• **Records to process**
------------------------------------

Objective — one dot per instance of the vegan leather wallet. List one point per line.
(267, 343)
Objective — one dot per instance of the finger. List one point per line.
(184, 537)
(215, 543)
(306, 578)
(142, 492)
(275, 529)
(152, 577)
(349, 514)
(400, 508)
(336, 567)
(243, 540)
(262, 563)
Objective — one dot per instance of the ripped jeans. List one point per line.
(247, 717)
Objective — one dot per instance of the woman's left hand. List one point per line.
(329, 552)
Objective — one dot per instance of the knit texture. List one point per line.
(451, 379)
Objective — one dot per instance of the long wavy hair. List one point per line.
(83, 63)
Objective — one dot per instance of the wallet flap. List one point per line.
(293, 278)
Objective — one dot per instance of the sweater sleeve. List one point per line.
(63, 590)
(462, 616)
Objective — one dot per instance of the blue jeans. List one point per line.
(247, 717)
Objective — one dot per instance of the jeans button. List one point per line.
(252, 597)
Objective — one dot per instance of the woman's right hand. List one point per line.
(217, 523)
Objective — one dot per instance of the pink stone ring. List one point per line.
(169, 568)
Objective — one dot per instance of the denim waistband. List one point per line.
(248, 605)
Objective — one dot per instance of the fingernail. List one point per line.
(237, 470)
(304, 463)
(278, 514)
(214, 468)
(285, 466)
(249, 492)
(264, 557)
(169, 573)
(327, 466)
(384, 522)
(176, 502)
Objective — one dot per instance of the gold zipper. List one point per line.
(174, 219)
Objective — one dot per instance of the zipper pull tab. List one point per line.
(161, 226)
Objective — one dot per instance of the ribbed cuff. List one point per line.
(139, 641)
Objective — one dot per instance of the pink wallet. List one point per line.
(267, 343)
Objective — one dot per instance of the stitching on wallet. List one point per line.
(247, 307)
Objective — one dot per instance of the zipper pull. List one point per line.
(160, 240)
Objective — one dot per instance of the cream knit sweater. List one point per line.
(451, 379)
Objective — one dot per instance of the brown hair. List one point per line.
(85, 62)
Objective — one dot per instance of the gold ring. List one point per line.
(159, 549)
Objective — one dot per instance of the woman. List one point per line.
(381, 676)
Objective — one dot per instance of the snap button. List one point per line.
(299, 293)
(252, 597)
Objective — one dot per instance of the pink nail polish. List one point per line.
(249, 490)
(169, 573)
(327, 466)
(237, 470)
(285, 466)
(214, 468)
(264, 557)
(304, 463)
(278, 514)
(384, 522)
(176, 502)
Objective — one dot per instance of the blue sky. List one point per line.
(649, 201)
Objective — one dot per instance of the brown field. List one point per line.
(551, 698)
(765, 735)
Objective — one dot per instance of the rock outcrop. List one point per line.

------------------------------------

• **Task instructions**
Reproduce each record exactly, leaving nothing out.

• **Completed task**
Objective — one dot per instance of the vegan leather wallet. List one point per line.
(267, 343)
Objective — one dot per instance of the finger. List one point per line.
(184, 537)
(215, 543)
(306, 578)
(142, 492)
(275, 529)
(152, 577)
(349, 514)
(400, 508)
(336, 567)
(243, 540)
(262, 563)
Objective — one dot per instance of the ripped jeans. List one point per line.
(247, 717)
Objective — one dot per instance of the woman's left hand. List one point per line.
(329, 552)
Objective — one dot per instance of the knit texture. List one point per line.
(451, 379)
Objective — one dot per instance of the long wavy hair. List one point per line.
(83, 63)
Objective — one dot per instance of the wallet flap. List one point per line.
(293, 278)
Objective — one dot per instance of the sweater sleeve. List one point per line.
(63, 590)
(462, 616)
Objective — one dot per instance of the blue jeans. List one point per line.
(247, 717)
Objective — one dot per instance of the jeans button. List one point per line.
(252, 597)
Objective — one dot per instance of the woman's right hand. List one point per line.
(217, 523)
Objective — one dot per instance of the pink stone ring. List one point per line.
(169, 568)
Objective — one dot per instance of the denim waistband. List one point per line.
(248, 605)
Objective — one dot per instance of the fingernail. List one point per line.
(237, 470)
(304, 463)
(278, 514)
(214, 468)
(285, 466)
(249, 492)
(264, 557)
(169, 573)
(327, 466)
(384, 522)
(176, 502)
Objective — one dot per instance of the gold zipper. List one point per line.
(174, 219)
Objective — one dot per instance of the zipper pull tab. List one point per line.
(161, 226)
Objective — one dot per instance of the ribbed cuff. List one point per line.
(139, 641)
Objective — one dot per instance of the pink wallet. List one point per line.
(267, 343)
Objective — one dot per instance of the stitching on wallet. List one point per line.
(247, 307)
Objective — one dot per instance of the zipper pull. List one point per line.
(160, 240)
Objective — one dot per instance of the cream knit sweater. List one point per line.
(451, 379)
Objective — one dot per instance of the brown hair. List one point per line.
(85, 62)
Objective — one dot per instance of the gold ring. List one point per line.
(159, 549)
Objective — one dot per instance of the woman. List one point per line.
(381, 676)
Objective — one dot per instance of the snap button. List one point per line.
(299, 293)
(252, 597)
Objective — one dot per instance of the pink nail polish. List one point per line.
(249, 490)
(169, 573)
(327, 466)
(237, 470)
(285, 466)
(214, 468)
(264, 557)
(304, 463)
(278, 514)
(384, 522)
(176, 502)
Objective — one dot per instance of the blue sky. List one point per line.
(649, 201)
Objective — one dot per instance of the brown field. List one point per line.
(551, 698)
(765, 735)
Objective — one dot per instance of the rock outcrop. List one point per line.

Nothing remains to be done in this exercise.